EXERCISE AIM: An exact copy of every record is needed.
(DATA TO USE)
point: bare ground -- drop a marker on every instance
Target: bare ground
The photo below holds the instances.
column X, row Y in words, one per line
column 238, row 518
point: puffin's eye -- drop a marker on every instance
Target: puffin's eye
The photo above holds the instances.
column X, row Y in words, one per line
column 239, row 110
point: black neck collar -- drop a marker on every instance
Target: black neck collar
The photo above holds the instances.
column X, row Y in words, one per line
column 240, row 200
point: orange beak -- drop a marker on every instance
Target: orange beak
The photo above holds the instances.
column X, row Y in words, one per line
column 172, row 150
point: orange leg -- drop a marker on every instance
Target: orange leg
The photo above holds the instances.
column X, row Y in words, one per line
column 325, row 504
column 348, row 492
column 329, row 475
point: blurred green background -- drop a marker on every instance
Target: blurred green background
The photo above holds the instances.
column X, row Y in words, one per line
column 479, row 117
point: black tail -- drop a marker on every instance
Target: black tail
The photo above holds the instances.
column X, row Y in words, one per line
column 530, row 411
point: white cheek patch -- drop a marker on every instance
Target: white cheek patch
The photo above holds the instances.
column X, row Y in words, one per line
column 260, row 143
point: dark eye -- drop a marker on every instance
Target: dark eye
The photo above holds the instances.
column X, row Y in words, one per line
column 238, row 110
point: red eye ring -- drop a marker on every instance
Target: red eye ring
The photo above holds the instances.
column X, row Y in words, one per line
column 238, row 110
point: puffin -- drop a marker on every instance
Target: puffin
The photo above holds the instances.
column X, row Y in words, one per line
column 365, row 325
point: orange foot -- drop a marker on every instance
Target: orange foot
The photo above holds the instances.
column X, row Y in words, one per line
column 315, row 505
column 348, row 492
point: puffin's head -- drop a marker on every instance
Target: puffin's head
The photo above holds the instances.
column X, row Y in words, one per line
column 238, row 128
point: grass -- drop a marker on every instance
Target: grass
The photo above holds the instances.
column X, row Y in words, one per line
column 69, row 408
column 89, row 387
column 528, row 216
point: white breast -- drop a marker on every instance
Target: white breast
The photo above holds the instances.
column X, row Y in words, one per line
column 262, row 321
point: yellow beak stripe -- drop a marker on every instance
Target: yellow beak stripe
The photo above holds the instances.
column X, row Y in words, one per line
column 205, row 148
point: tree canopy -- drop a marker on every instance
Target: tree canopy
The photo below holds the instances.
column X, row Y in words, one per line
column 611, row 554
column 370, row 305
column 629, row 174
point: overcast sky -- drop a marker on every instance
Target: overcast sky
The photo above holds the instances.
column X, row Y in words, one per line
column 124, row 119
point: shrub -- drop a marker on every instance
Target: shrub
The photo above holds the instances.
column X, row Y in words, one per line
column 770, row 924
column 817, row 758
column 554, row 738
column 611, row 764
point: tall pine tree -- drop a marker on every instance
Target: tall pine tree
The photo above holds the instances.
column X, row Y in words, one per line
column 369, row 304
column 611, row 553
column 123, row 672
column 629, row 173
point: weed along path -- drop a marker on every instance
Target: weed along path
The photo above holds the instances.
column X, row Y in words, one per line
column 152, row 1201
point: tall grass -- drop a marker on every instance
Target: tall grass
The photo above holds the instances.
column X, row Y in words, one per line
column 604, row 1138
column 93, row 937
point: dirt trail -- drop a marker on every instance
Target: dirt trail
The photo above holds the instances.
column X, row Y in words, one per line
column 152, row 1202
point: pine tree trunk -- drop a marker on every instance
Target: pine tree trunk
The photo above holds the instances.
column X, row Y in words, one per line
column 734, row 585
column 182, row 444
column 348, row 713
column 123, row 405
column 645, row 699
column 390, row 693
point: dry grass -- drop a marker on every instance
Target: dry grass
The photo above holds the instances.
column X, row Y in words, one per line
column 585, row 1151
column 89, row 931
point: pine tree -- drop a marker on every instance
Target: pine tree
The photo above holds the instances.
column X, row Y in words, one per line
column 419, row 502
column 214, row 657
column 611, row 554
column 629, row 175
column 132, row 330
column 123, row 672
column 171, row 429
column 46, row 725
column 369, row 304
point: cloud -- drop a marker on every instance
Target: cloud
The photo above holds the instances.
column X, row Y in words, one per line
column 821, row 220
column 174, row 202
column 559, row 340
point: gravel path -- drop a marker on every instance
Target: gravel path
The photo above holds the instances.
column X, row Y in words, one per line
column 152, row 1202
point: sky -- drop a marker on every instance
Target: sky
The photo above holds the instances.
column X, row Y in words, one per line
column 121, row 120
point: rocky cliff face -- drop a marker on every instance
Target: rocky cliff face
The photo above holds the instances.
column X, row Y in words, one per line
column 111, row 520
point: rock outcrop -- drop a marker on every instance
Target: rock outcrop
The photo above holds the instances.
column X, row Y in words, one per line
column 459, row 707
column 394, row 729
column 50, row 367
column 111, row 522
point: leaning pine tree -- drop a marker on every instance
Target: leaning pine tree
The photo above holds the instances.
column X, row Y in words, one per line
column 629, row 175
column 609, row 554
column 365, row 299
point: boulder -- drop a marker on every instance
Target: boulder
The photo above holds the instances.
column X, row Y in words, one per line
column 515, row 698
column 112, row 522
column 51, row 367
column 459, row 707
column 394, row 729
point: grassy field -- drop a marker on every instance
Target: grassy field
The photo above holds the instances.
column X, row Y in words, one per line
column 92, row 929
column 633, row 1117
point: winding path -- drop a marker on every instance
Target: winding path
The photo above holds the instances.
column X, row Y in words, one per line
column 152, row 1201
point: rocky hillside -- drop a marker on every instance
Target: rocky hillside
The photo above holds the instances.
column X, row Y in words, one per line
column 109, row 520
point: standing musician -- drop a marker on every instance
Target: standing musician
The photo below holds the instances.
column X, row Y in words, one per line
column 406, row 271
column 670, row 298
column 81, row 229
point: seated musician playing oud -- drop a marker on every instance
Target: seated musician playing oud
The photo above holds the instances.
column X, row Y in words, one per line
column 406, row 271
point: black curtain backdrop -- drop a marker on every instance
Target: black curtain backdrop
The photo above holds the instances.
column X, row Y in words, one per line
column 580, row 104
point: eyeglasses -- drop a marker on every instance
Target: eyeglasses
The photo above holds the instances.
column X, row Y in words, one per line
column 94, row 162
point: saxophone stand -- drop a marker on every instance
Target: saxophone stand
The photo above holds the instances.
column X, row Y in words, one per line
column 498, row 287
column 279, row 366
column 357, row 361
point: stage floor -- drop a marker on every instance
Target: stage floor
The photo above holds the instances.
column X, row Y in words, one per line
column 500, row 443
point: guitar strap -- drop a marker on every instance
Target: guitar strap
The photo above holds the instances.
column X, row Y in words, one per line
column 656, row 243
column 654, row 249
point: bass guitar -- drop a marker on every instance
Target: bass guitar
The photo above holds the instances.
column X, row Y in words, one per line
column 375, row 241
(End DATA TO USE)
RESPONSE:
point: bare ground -- drop a marker on every instance
Target: bare ground
The photo below holds the instances.
column X, row Y in words, one per line
column 238, row 518
point: puffin's eye -- drop a marker on every instance
Target: puffin's eye
The photo above holds the instances.
column X, row Y in words, one per line
column 239, row 110
point: black neck collar -- drop a marker on every instance
Target: black neck collar
The photo above holds the instances.
column X, row Y in words, one per line
column 240, row 200
point: orange beak -- drop a marker on every instance
Target: orange beak
The photo above holds the instances.
column X, row Y in words, one per line
column 172, row 150
point: orange leg -- drop a marker on every instance
Target: orange leg
The photo above holds the instances.
column X, row Y in words, one per line
column 325, row 504
column 348, row 492
column 329, row 475
point: blurred green background -- drop a marker on every instance
Target: blurred green background
The photo above holds the instances.
column X, row Y in words, one per line
column 479, row 117
point: black tail -- drop a marker on every instance
Target: black tail
The photo above holds the instances.
column X, row Y in words, one per line
column 530, row 411
point: white cheek patch -- drop a marker on every instance
Target: white cheek patch
The photo above holds the instances.
column X, row Y in words, one per line
column 260, row 143
point: dark eye -- drop a marker on every instance
Target: dark eye
The photo above holds the instances.
column X, row Y in words, one per line
column 238, row 110
point: red eye ring -- drop a marker on every instance
Target: red eye ring
The photo above holds the instances.
column X, row Y in words, one per line
column 238, row 110
point: puffin -- drop a marker on every instance
Target: puffin
The photo above holds the instances.
column X, row Y in words, one per line
column 365, row 325
point: orange foot -- drop a marker on every instance
Target: orange foot
The photo above holds the instances.
column X, row Y in words, one per line
column 315, row 505
column 348, row 492
point: puffin's head -- drop a marker on every instance
Target: puffin's head
The photo above holds the instances.
column X, row Y in words, one per line
column 238, row 128
point: grass -- drop a marker on every instance
Target: grass
The photo above holds the instances.
column X, row Y in words, one per line
column 69, row 408
column 89, row 387
column 528, row 216
point: white breast -- drop a marker on every instance
Target: white breast
The photo above holds the instances.
column X, row Y in words, one per line
column 262, row 321
point: yellow beak stripe -- drop a marker on every instance
Target: yellow beak stripe
The photo above holds the instances.
column X, row Y in words, one per line
column 205, row 148
point: tree canopy -- drop a marker on every instance
Target: tree canopy
The photo below holds the instances.
column X, row Y in words, one per line
column 611, row 554
column 370, row 305
column 629, row 174
point: overcast sky -- drop a marker on every instance
Target: overcast sky
The photo above holds the instances.
column X, row Y in words, one per line
column 124, row 119
point: shrub -- drop a marker on every instance
Target: shrub
The photo above holds the instances.
column X, row Y in words, one per line
column 770, row 924
column 817, row 758
column 554, row 738
column 611, row 764
point: tall pine tree -- drop a marker on every instance
Target: tall pine tree
The photo above holds the instances.
column X, row Y in words, one per line
column 369, row 304
column 611, row 553
column 123, row 672
column 629, row 173
point: weed along path -- drop a marker on every instance
Target: weed along path
The photo above holds the instances.
column X, row Y in words, one per line
column 152, row 1201
point: tall grass -- drop a marker on every instance
Target: tall grass
The photo above holds the instances.
column X, row Y in words, one per line
column 604, row 1138
column 93, row 937
point: dirt trail -- drop a marker on every instance
Target: dirt trail
The photo above holds the instances.
column X, row Y in words, one per line
column 152, row 1202
point: pine tree trunk -- drop a marker on every instance
Target: pine tree trunk
The photo above holds the instances.
column X, row Y in words, one per line
column 734, row 585
column 182, row 444
column 348, row 713
column 123, row 405
column 645, row 699
column 390, row 693
point: dry grass -- drop a marker on every instance
Target: dry grass
The photo above holds the instances.
column X, row Y in words, one per line
column 585, row 1151
column 89, row 931
point: pine tree -- drop a marker on every instance
Target: pine tree
The photo above holds the instances.
column X, row Y in words, one per line
column 419, row 502
column 214, row 657
column 611, row 554
column 629, row 175
column 132, row 330
column 123, row 672
column 171, row 429
column 46, row 725
column 369, row 304
point: cloud -- drop a marker on every instance
Target: cloud
The photo above holds the instances.
column X, row Y in words, one per line
column 821, row 220
column 174, row 202
column 559, row 340
point: gravel path -- drop a marker on every instance
Target: gravel path
The photo above holds the instances.
column X, row Y in words, one per line
column 152, row 1202
point: sky -- drop a marker on every instance
Target: sky
The photo above holds the instances.
column X, row Y in words, one per line
column 121, row 120
point: rocky cliff face -- drop a marker on every instance
Target: rocky cliff face
The photo above holds the instances.
column X, row Y in words, one per line
column 111, row 520
point: rock outcrop -- drop a marker on every instance
Target: rock outcrop
The photo above holds the instances.
column X, row Y in words, one per line
column 459, row 707
column 394, row 729
column 50, row 367
column 111, row 522
point: leaning pine tree -- drop a marker on every instance
Target: leaning pine tree
The photo above holds the instances.
column X, row Y in words, one per line
column 629, row 175
column 609, row 554
column 365, row 299
point: boulder -- drop a marker on every instance
Target: boulder
The photo above holds the instances.
column X, row Y in words, one per line
column 515, row 698
column 112, row 522
column 51, row 367
column 459, row 707
column 394, row 729
point: grassy field -- drop a marker on every instance
Target: grassy field
The photo above holds the instances.
column X, row Y in words, one per line
column 92, row 929
column 633, row 1117
point: winding path -- drop a marker on every instance
Target: winding path
The photo above holds the instances.
column X, row Y in words, one per line
column 152, row 1201
point: rocky hillside -- drop a marker on every instance
Target: rocky hillside
The photo above holds the instances.
column X, row Y in words, one per line
column 109, row 520
point: standing musician -- drop a marker on every instance
Target: standing musician
The photo below holds the instances.
column X, row Y in words, one per line
column 406, row 271
column 670, row 298
column 81, row 229
point: seated musician playing oud -- drop a marker on every instance
Target: seated musician playing oud
The photo above holds the instances.
column X, row Y in words, one per line
column 406, row 271
point: black curtain backdrop -- drop a marker on every instance
Target: black curtain backdrop
The photo above holds the instances.
column X, row Y in words, one per line
column 580, row 104
point: eyeglasses -- drop a marker on every instance
Target: eyeglasses
The photo above holds the instances.
column X, row Y in words, one per line
column 94, row 162
point: saxophone stand -- drop a marker on every instance
Target: saxophone stand
The photo above holds the instances.
column X, row Y in words, one per line
column 498, row 287
column 279, row 366
column 357, row 361
point: stage floor -- drop a marker on every instance
Target: stage floor
The photo above holds the instances.
column X, row Y in words, one per line
column 500, row 443
point: guitar strap -- drop a marker on every instance
Target: guitar strap
The photo above holds the instances.
column X, row Y in words, one per line
column 656, row 243
column 654, row 249
point: bass guitar -- drop a marker on every instance
Target: bass guitar
The photo above holds the instances.
column X, row Y in words, one per line
column 375, row 241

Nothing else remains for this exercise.